Try it: Pictures are not part of the copy; reproduce the remaining data exactly.

Data under study:
──────

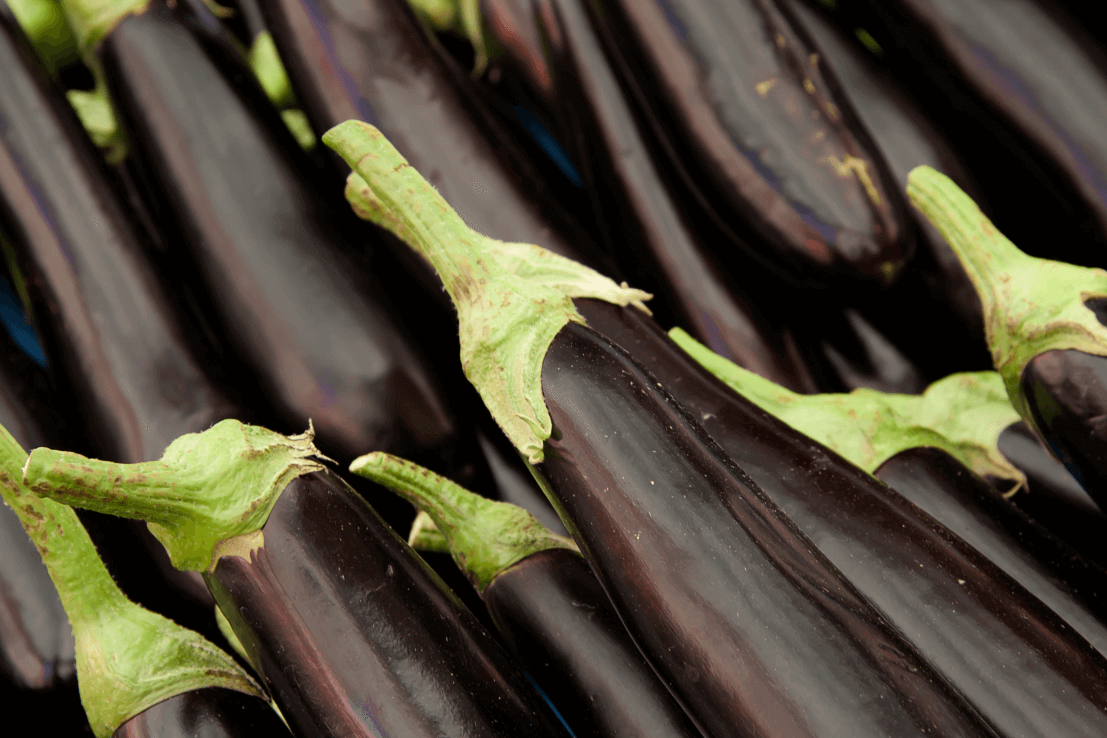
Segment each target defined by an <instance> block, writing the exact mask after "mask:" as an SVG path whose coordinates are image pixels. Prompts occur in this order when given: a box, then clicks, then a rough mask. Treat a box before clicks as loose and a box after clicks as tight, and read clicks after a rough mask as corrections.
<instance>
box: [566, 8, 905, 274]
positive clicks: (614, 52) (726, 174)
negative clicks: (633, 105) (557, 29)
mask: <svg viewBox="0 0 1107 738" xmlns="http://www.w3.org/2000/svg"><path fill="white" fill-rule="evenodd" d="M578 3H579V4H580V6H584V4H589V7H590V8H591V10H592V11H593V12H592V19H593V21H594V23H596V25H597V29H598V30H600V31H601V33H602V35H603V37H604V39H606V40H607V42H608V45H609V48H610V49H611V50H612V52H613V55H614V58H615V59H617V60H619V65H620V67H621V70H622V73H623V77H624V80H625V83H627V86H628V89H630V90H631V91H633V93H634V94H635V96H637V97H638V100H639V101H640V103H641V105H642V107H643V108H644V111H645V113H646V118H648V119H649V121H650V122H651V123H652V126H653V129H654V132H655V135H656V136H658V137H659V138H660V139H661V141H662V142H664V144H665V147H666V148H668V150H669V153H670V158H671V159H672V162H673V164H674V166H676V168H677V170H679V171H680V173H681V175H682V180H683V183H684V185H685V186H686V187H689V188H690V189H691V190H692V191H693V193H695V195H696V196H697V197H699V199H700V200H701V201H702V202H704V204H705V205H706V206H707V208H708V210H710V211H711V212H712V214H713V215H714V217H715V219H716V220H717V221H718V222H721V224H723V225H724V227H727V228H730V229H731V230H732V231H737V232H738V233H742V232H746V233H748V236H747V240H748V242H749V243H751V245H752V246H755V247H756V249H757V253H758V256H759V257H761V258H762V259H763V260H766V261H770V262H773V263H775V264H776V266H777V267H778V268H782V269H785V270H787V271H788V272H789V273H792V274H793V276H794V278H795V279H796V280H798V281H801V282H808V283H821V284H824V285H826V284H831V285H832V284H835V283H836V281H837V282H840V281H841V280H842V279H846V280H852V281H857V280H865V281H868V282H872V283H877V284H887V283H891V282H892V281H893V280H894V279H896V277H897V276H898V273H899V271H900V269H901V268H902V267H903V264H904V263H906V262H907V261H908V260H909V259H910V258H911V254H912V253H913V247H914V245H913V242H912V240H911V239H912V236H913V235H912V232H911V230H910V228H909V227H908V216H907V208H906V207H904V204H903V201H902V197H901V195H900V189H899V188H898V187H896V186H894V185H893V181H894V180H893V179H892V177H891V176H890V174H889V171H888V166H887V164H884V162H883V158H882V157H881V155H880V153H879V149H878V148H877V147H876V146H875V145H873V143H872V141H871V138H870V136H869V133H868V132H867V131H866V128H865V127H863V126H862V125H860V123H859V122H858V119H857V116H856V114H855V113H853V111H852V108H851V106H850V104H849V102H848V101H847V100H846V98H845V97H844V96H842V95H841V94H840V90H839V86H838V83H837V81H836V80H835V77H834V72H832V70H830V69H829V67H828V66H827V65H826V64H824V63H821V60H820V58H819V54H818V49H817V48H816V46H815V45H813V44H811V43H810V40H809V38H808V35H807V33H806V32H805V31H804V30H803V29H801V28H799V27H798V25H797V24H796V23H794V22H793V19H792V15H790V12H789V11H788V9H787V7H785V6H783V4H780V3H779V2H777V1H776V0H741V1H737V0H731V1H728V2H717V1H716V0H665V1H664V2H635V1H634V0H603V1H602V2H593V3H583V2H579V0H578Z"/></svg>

──────

Answer for the task:
Segment each target defined by an <instance> block, writing the exact mask after "mask:" as an SVG path whose coordinates are image pixels. Prompts occur in this order when given: a box, then clicks, then a rough mask. Treat a box before clicks as loose and a box after clicks as tight, and read clicks after a rough mask as corrections.
<instance>
box: [566, 8, 905, 274]
positive clicks: (614, 52) (726, 174)
negative clicks: (633, 105) (557, 29)
mask: <svg viewBox="0 0 1107 738" xmlns="http://www.w3.org/2000/svg"><path fill="white" fill-rule="evenodd" d="M578 3H579V4H580V6H584V4H589V7H590V8H591V10H592V11H593V12H592V19H593V21H594V23H596V25H597V29H598V30H600V31H601V33H602V35H603V37H604V39H606V40H607V42H608V45H609V48H610V49H611V50H612V52H613V55H614V58H615V59H617V60H619V65H620V67H621V70H622V73H623V77H624V80H625V83H627V86H628V89H630V90H631V91H633V93H634V94H635V96H637V97H638V100H639V101H640V103H641V105H642V107H643V108H644V111H645V113H646V118H648V119H649V121H650V122H651V123H652V126H653V129H654V132H655V135H656V136H658V137H659V138H660V139H661V141H662V142H664V144H665V147H666V148H668V150H669V153H670V158H671V159H672V162H673V164H674V166H676V168H677V170H679V171H680V173H681V175H682V180H683V183H684V185H685V186H686V187H689V188H690V189H691V190H692V191H693V193H695V195H696V196H697V197H699V199H700V200H701V201H702V202H704V204H705V205H706V206H707V208H708V210H710V211H711V212H712V214H713V215H714V217H715V219H716V220H717V221H718V222H721V224H723V225H724V227H727V228H730V229H731V230H732V231H737V232H738V233H742V232H746V233H748V236H747V240H748V242H749V243H751V245H752V246H755V247H756V249H757V253H758V256H759V257H761V258H762V259H763V260H766V261H770V262H773V263H775V264H776V266H777V267H778V268H782V269H785V270H787V271H788V272H789V273H792V274H793V276H794V278H795V279H796V280H798V281H801V282H808V283H821V284H824V285H826V284H831V285H832V284H835V283H836V281H837V282H840V281H841V280H842V279H846V280H852V281H857V280H865V281H868V282H872V283H877V284H887V283H891V282H892V281H893V280H894V279H896V277H897V276H898V273H899V271H900V269H901V268H902V267H903V264H904V263H906V262H907V261H908V260H909V259H910V258H911V254H912V253H913V247H914V245H913V242H912V240H911V239H912V236H913V235H912V232H911V230H910V228H909V227H908V216H907V208H906V207H904V204H903V201H902V197H901V195H900V189H899V188H898V187H896V186H894V185H893V181H894V180H893V179H892V177H891V176H890V174H889V171H888V166H887V164H884V162H883V158H882V157H881V155H880V153H879V149H878V148H877V147H876V146H875V145H873V143H872V141H871V138H870V136H869V133H868V132H867V131H866V128H865V127H863V126H862V125H860V123H859V122H858V119H857V116H856V114H855V113H853V111H852V108H851V106H850V104H849V102H848V101H847V100H846V98H845V97H844V96H842V95H841V94H840V90H839V86H838V83H837V81H836V80H835V77H834V72H832V70H830V69H829V67H828V66H827V65H826V64H824V63H821V60H820V58H819V54H818V49H817V48H816V46H815V45H813V44H811V43H810V40H809V38H808V35H807V33H806V32H805V31H804V30H803V29H801V28H799V27H798V25H797V24H796V23H794V22H793V19H792V15H790V12H789V11H788V9H787V7H785V6H783V4H780V3H779V2H777V1H776V0H741V1H737V0H731V1H728V2H717V1H716V0H665V1H664V2H635V1H634V0H603V1H602V2H593V3H583V2H579V0H578Z"/></svg>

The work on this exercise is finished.